§ To do
Output every line of the material below as a numbered list, skipping any blank lines and omitting the pictures.

(Extracted records)
_ _ _ _ _
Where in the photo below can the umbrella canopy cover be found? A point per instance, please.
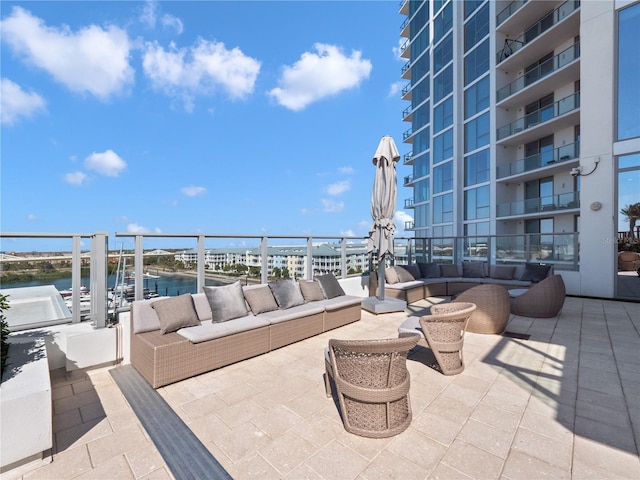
(383, 198)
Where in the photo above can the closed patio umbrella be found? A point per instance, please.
(383, 205)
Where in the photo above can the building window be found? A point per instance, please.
(476, 133)
(443, 54)
(628, 72)
(476, 62)
(476, 203)
(476, 97)
(443, 84)
(443, 22)
(443, 208)
(443, 177)
(443, 146)
(476, 28)
(476, 168)
(443, 115)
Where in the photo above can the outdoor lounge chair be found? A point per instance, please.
(443, 332)
(542, 300)
(372, 384)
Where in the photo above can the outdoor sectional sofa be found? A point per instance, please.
(173, 338)
(416, 282)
_ _ _ _ _
§ Answer
1. Where in the photo below can the umbrella canopy cover be found? A point per instance, please.
2. (383, 198)
3. Where in the photo above can the closed patio umbrella be found? A point per instance, please.
4. (383, 205)
5. Where in the photo above can the building window be found? A point per instance, please.
6. (476, 133)
7. (443, 54)
8. (628, 72)
9. (476, 62)
10. (476, 203)
11. (476, 97)
12. (443, 84)
13. (443, 22)
14. (443, 208)
15. (443, 177)
16. (443, 146)
17. (476, 28)
18. (476, 168)
19. (443, 115)
20. Where in the photo above can the outdoor lounge chair be found? A point per instance, please.
21. (443, 332)
22. (542, 300)
23. (372, 384)
24. Where in the photo above can the outdoor sectional sofa be found? A point per instance, please.
25. (173, 338)
26. (416, 282)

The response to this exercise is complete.